PROBLEM DESCRIPTION ▸
Can you rewrite everything from the first of the rows below down to the line containing "[(537, 176), (580, 173), (613, 180), (634, 171)]", both ends included and requests kept, with every x and y coordinate in the answers rescaled by 2.25 and rounded to a whole number, halves going up? Reproduce only those lines and nothing else.

────────────────────

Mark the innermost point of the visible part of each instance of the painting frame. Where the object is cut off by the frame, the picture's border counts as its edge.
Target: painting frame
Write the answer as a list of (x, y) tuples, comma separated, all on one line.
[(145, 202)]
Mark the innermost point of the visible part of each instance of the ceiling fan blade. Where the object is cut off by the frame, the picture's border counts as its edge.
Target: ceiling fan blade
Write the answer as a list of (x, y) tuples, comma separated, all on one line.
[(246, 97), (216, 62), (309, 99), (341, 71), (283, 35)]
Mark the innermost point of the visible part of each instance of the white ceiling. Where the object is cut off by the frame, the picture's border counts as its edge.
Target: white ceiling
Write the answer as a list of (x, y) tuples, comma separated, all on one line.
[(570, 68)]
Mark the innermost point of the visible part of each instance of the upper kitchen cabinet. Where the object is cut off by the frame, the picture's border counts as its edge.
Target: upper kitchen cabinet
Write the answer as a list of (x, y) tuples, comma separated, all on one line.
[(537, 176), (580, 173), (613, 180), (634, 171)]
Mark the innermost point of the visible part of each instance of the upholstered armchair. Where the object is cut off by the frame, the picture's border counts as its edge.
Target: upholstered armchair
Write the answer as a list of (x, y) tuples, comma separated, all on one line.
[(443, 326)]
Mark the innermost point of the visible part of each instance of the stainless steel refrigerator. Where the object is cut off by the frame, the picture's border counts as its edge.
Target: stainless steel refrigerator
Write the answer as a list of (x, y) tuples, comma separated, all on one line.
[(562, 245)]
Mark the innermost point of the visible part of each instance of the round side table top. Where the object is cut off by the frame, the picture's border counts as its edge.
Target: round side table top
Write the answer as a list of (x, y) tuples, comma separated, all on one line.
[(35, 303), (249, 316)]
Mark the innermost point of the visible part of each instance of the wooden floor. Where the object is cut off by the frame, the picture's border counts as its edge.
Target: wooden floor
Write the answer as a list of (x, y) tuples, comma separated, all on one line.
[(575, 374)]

────────────────────

COMPLETED EXERCISE ▸
Mark the innermost point of the visible part of each instance of the painting frame. Where the object is cut off by the frame, the picture's border counts as its edge.
Target: painting frame
Write the answer as a list of (x, y) tuples, comma separated, all on one line.
[(326, 455)]
Mark the innermost point of the visible part of each instance of the ceiling fan blade. Where the object is cut off by the frame, the picture's border counts as its edge.
Target: ceiling fan blade
Write the answer as a list of (x, y) tuples, comma separated, all on one line.
[(554, 218), (486, 140), (695, 223), (767, 160), (637, 79)]
Mark the innermost point of the visible part of each instance of the white ceiling. Where the object is cut off by the frame, the picture's border counts as its edge.
Target: white ceiling
Write the answer as a list of (x, y) tuples, comma separated, all on one line.
[(1283, 153)]
Mark the innermost point of the visible part of each instance of the upper kitchen cabinet. Where the object is cut off by the frame, the picture's border counts as its edge.
Target: upper kitchen cabinet
Write the answer as a list of (x, y) tuples, comma separated, all on one line.
[(1208, 396), (1305, 389), (1379, 405), (1427, 385)]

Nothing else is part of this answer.